> [Requirement]
The data must be given again exactly as written, with all images omitted.

Annotated photo localization data

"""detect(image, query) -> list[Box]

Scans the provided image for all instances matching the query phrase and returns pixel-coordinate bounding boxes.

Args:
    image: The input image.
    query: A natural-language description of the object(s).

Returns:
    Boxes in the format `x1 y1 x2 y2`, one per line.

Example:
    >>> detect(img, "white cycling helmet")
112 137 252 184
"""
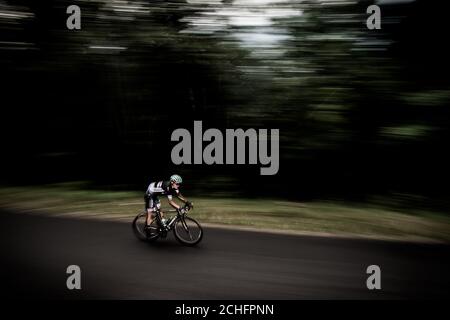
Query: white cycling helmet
170 174 183 184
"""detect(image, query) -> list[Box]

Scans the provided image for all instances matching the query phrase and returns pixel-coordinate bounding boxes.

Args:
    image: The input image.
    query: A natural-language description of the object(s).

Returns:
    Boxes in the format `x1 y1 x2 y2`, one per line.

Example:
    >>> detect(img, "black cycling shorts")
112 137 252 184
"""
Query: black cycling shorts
144 193 161 210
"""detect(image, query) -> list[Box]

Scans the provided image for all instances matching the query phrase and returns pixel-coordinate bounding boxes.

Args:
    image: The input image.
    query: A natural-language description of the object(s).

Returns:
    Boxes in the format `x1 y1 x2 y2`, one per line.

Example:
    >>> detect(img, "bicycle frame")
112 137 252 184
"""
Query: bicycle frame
151 207 190 231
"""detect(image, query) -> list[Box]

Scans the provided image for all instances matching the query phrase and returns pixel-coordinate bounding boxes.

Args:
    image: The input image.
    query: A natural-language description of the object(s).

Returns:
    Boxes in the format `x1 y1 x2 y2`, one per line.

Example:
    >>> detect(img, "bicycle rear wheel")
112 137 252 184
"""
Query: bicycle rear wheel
132 212 159 241
174 217 203 246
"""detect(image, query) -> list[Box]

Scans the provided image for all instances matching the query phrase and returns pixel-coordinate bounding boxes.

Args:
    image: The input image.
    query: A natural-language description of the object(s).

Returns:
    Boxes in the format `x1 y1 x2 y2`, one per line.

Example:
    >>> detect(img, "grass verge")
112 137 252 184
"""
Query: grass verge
1 182 449 242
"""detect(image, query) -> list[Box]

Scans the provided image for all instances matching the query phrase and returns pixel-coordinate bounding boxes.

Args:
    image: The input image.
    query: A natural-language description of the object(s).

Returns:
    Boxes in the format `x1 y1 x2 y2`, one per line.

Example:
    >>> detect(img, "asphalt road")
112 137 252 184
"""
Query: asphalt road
1 210 449 299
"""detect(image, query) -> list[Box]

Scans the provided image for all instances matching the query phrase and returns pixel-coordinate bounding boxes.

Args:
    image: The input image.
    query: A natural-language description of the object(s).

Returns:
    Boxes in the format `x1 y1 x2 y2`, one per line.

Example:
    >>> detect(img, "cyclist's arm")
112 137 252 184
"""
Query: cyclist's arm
167 195 182 210
177 194 188 203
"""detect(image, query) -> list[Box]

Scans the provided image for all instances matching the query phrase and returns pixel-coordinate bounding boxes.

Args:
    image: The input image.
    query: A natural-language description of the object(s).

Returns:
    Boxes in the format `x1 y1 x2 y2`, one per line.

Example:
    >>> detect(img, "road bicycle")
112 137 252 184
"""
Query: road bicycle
132 202 203 246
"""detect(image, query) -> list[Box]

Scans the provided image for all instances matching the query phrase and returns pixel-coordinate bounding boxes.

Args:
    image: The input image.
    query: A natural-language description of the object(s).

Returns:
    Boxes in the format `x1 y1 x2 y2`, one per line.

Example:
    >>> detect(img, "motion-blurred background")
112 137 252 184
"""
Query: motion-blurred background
1 0 450 229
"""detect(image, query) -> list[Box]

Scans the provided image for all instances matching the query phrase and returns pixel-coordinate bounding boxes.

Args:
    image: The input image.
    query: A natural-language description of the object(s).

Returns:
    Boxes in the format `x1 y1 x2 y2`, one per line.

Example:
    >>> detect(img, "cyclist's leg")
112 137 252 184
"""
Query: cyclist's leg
154 198 163 221
145 194 154 226
146 196 161 226
158 198 164 219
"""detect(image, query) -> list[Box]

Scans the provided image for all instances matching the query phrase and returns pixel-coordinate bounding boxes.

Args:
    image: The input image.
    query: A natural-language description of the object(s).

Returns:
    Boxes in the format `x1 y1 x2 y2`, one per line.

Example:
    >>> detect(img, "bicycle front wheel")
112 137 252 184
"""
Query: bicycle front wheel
174 217 203 246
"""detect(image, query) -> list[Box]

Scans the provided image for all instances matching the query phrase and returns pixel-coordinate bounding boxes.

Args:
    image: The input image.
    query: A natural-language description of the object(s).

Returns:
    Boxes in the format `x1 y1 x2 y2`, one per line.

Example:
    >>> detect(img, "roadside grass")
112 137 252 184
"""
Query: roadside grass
1 182 449 242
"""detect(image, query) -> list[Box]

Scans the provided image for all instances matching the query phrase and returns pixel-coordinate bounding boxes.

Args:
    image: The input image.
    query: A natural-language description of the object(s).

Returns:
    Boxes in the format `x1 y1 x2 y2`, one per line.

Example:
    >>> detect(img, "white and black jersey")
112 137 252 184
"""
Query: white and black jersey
146 180 180 204
145 180 180 210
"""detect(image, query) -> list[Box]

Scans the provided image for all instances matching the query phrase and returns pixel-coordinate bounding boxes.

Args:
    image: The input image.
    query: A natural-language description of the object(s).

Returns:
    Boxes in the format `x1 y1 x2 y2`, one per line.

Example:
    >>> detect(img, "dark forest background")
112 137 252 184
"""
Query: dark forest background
1 0 450 210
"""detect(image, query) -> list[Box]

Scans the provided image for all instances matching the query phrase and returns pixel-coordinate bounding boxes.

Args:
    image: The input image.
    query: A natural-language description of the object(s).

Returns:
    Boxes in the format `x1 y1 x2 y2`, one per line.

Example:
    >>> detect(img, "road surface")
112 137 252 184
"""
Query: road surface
1 210 449 299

> [Your response]
"""detect(image, query) -> list[Box]

Scans the provided image for all instances matching the query phrase and returns pixel-coordinate bounding boxes.

Args:
    image: The input image.
    query: A natural-language description of the object(s).

Returns:
    Boxes in the format `x1 y1 x2 y2`, one per line.

Example:
    >>> detect(img, "white cycling helmet")
112 137 252 184
"""
Query: white cycling helmet
170 174 183 184
"""detect(image, query) -> list[Box]

Scans the provided image for all instances matching the query phrase and returns pixel-coordinate bounding boxes.

Args:
    image: The input image.
    query: A natural-language description of the object(s).

Returns:
    Boxes in the format `x1 y1 x2 y2`, one per line.

Example:
    >>> detect(img, "black cycling shorts")
112 137 252 184
"""
Query: black cycling shorts
144 193 161 210
"""detect(image, query) -> list[Box]

Scans the provided image for all instances matching the query phrase and returns pixel-coordinate bounding boxes.

Args:
    image: The input image.
    query: A natural-language description of the object(s).

Returns:
    Boxes in the format `x1 y1 x2 y2`, one per line.

Example:
    >>> detect(img, "bicycle frame")
112 137 252 184
"""
Query: bicycle frame
151 207 190 231
"""detect(image, query) -> list[Box]

Scans the provided image for all instances matching the query phrase and returns pixel-coordinate bounding boxes.

Args:
    image: The input image.
    query: A natural-language description of the object(s).

Returns:
    Boxes in the format `x1 y1 x2 y2`, one per line.

Example:
    >>> detect(img, "bicycle rear wheel")
112 137 252 184
"""
Query: bicycle rear wheel
132 212 159 241
174 217 203 246
"""detect(image, query) -> list[Box]

Scans the provided image for all instances matching the query phrase and returns pixel-coordinate bounding boxes.

Args:
    image: The input image.
    query: A natural-language description of the object(s).

Returns:
    Boxes in the format `x1 y1 x2 y2`, one per line.

Example:
    >>> detect(img, "grass verge")
112 137 252 184
"""
Query: grass verge
1 182 449 242
"""detect(image, query) -> list[Box]

Scans the provided image for all instances matching the query phrase and returns pixel-coordinate bounding boxes.

Args:
    image: The input image.
    query: A natural-language description of the object(s).

Returns:
    Boxes in the format `x1 y1 x2 y2`, one per line.

Example:
    >>> detect(img, "asphalt road")
112 137 252 184
"""
Query: asphalt road
1 210 449 299
"""detect(image, query) -> list[Box]

Scans the provided image for all instances matching the query phrase and returns pixel-coordinate bounding boxes.

Args:
    image: The input image.
    query: A natural-language description of the object(s).

Returns:
    Boxes in the format `x1 y1 x2 y2`, one per line.

Example:
    >>> detect(img, "cyclist's arm")
112 137 252 184
"""
Query: cyclist's arm
167 195 182 210
177 194 188 203
"""detect(image, query) -> list[Box]

Scans the provided image for all instances matching the query phrase and returns pixel-coordinate bounding boxes.

Args:
    image: The input image.
    query: A natural-language description of the object(s).

Returns:
    Boxes in the format `x1 y1 x2 y2`, one per line.

Example:
    >>> detect(img, "road bicycle")
112 137 252 184
"""
Query: road bicycle
132 202 203 246
"""detect(image, query) -> list[Box]

Scans the provided image for all instances matching the query phrase and returns pixel-coordinate bounding boxes.

Args:
    image: The input image.
    query: A natural-language description of the object(s).

Returns:
    Boxes in the format `x1 y1 x2 y2`, one per line.

Example:
    >>> detect(img, "motion-blurred background")
112 137 252 184
"""
Query: motion-blurred background
1 0 450 229
"""detect(image, query) -> list[Box]

Scans the provided image for all instances matching the query phrase and returns pixel-coordinate bounding boxes.

Args:
    image: The input image.
    query: A natural-language description of the object(s).

Returns:
    Boxes in the format `x1 y1 x2 y2`, one per line.

Example:
    >>> detect(img, "cyclist's leg")
112 137 252 184
"""
Query: cyclist's leg
154 198 163 221
145 194 154 226
146 196 161 226
158 198 164 219
"""detect(image, query) -> list[Box]

Scans the provided image for all instances matching the query phrase and returns pixel-coordinate bounding boxes.

Args:
    image: The input image.
    query: A natural-language description of the object(s).

Returns:
    Boxes in the format `x1 y1 x2 y2`, one per line.

Example:
    >>> detect(img, "bicycle front wheel")
112 137 252 184
"""
Query: bicycle front wheel
174 217 203 246
"""detect(image, query) -> list[Box]

Scans the provided image for all instances matching the query phrase and returns pixel-coordinate bounding boxes.

Args:
    image: The input image.
    query: A natural-language description of the object(s).

Returns:
    Boxes in the format `x1 y1 x2 y2`, one per line.

Example:
    >>> detect(img, "roadside grass")
112 137 252 184
"""
Query: roadside grass
1 182 449 242
"""detect(image, query) -> list[Box]

Scans the provided image for all instances matching the query phrase and returns pixel-coordinate bounding boxes.

Args:
    image: The input image.
    query: A natural-language description of the object(s).

Returns:
    Boxes in the format `x1 y1 x2 y2`, one per line.

Example:
    >>> detect(img, "white and black jersey")
112 137 252 184
"""
Query: white and black jersey
146 180 180 204
145 180 180 210
"""detect(image, query) -> list[Box]

Scans the provided image for all instances matching the query phrase and returns pixel-coordinate bounding boxes.

Args:
    image: The input image.
    query: A natural-language description of the object(s).

Returns:
    Boxes in the format `x1 y1 x2 y2`, one per line.

Example:
    >>> detect(img, "dark forest background")
112 137 252 184
"""
Query: dark forest background
1 0 450 210
"""detect(image, query) -> list[Box]

Scans the provided image for all instances matching the query phrase and returns pixel-coordinate bounding boxes.

Args:
    image: The input image.
    query: A natural-language description of the object(s).

Returns:
    Boxes in the format `x1 y1 x2 y2`, one per line.

Example:
    >>> detect(img, "road surface")
112 137 252 184
"""
Query: road surface
1 210 449 299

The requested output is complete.